Quoted passage →
2014-03-28 JSH 8-K/A

Washington, D.C. 20549
Form 8-K/A
Amendment No. 1
Pursuant to Section 13 or 15(d) of the Securities Exchange Act of 1934
Date of Report (Date of earliest event reported):  03/16/2014
Discovery Communications, Inc.
(Exact name of registrant as specified in its charter)
Commission File Number:  001-34177

(State or other jurisdiction of
(IRS Employer
Identification No.)
One Discovery Place
Silver Spring, Maryland 20910
(Address of principal executive offices, including zip code)
(Registrant's telephone number, including area code)
(Former name or former address, if changed since last report)
Check the appropriate box below if the Form 8-K filing is intended to simultaneously satisfy the filing obligation of the registrant under any of the following provisions:

[  ]   Written communications pursuant to Rule 425 under the Securities Act (17 CFR 230.425)

[  ]   Soliciting material pursuant to Rule 14a-12 under the Exchange Act (17 CFR 240.14a-12)

[  ]   Pre-commencement communications pursuant to Rule 14d-2(b) under the Exchange Act (17 CFR 240.14d-2(b))

[  ]   Pre-commencement communications pursuant to Rule 13e-4(c) under the Exchange Act (17 CFR 240.13e-4(c))

Goal → Can you retype the Discovery Communications Form 8-K/A cover page above in full, keeping every character and line as it appears?

(Bounding box annotation entries)
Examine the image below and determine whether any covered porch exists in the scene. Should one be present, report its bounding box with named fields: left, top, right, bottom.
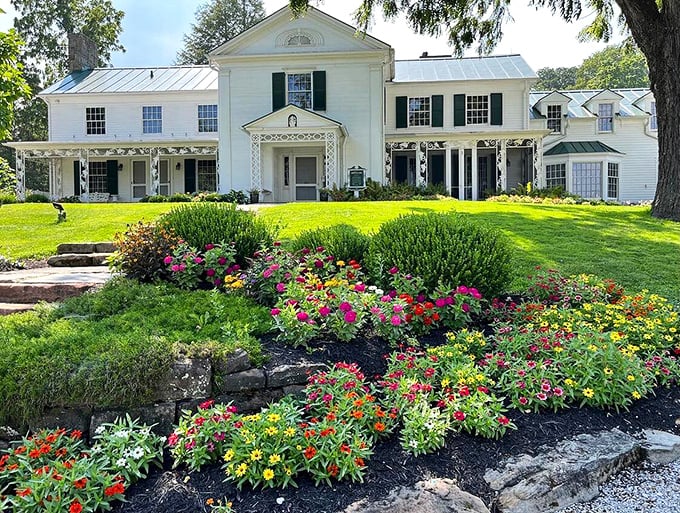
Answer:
left=6, top=141, right=219, bottom=202
left=385, top=131, right=545, bottom=200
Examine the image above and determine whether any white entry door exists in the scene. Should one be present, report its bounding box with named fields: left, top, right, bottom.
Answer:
left=132, top=160, right=146, bottom=199
left=295, top=156, right=318, bottom=201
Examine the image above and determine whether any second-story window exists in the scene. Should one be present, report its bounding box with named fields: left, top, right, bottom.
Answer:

Answer to the task →
2014-03-28 JSH 8-K/A

Washington, D.C. 20549
Form 8-K/A
Amendment No. 1
Pursuant to Section 13 or 15(d) of the Securities Exchange Act of 1934
Date of Report (Date of earliest event reported):  03/16/2014
Discovery Communications, Inc.
(Exact name of registrant as specified in its charter)
Commission File Number:  001-34177

(State or other jurisdiction of
(IRS Employer
Identification No.)
One Discovery Place
Silver Spring, Maryland 20910
(Address of principal executive offices, including zip code)
(Registrant's telephone number, including area code)
(Former name or former address, if changed since last report)
Check the appropriate box below if the Form 8-K filing is intended to simultaneously satisfy the filing obligation of the registrant under any of the following provisions:

[  ]   Written communications pursuant to Rule 425 under the Securities Act (17 CFR 230.425)

[  ]   Soliciting material pursuant to Rule 14a-12 under the Exchange Act (17 CFR 240.14a-12)

[  ]   Pre-commencement communications pursuant to Rule 14d-2(b) under the Exchange Act (17 CFR 240.14d-2(b))

[  ]   Pre-commencement communications pursuant to Rule 13e-4(c) under the Exchange Act (17 CFR 240.13e-4(c))